- **Task to complete**:
Once you reach the line with "According to our records, the tall" in the material below, copy each line exactly up to and including the line with "According to our records, the house", and skip the pictures.

- **Information given**:
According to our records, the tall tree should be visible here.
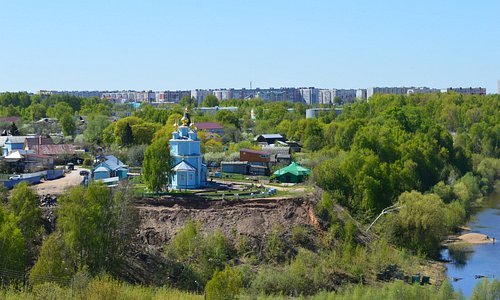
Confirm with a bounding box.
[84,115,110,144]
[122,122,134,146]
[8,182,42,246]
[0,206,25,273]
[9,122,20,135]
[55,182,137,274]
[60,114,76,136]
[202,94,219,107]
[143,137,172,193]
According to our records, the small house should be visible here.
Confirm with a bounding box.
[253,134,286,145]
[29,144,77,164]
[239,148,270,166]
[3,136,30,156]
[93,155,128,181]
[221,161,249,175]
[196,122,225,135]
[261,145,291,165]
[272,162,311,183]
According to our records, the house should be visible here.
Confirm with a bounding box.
* * *
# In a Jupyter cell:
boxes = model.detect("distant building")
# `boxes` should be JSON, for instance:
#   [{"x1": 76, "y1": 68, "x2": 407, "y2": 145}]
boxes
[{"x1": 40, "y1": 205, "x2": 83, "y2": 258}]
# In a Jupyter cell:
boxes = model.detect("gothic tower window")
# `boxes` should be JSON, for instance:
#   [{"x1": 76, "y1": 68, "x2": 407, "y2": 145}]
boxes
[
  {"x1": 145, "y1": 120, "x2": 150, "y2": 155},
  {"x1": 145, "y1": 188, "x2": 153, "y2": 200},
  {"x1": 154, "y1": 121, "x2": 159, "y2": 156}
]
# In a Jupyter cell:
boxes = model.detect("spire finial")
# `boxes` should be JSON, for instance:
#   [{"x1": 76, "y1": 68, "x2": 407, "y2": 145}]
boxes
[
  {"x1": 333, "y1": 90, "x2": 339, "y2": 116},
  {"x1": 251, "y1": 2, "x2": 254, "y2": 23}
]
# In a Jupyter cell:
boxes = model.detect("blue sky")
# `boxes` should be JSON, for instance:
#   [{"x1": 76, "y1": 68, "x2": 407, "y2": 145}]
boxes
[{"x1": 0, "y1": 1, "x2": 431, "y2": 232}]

- **Answer space**:
According to our records, the tall tree should be visible here.
Confirm with a bounding box.
[84,115,110,144]
[122,122,134,146]
[8,182,42,246]
[0,206,25,273]
[9,122,20,135]
[55,182,137,274]
[60,114,76,136]
[202,94,219,107]
[143,137,172,193]
According to our records, the small house should be visible here.
Confirm with a bounding box.
[253,134,286,145]
[29,144,77,164]
[239,148,270,166]
[3,136,30,156]
[93,155,128,181]
[221,161,249,175]
[196,122,225,135]
[261,145,291,165]
[272,162,311,183]
According to our records, the house should be visible here.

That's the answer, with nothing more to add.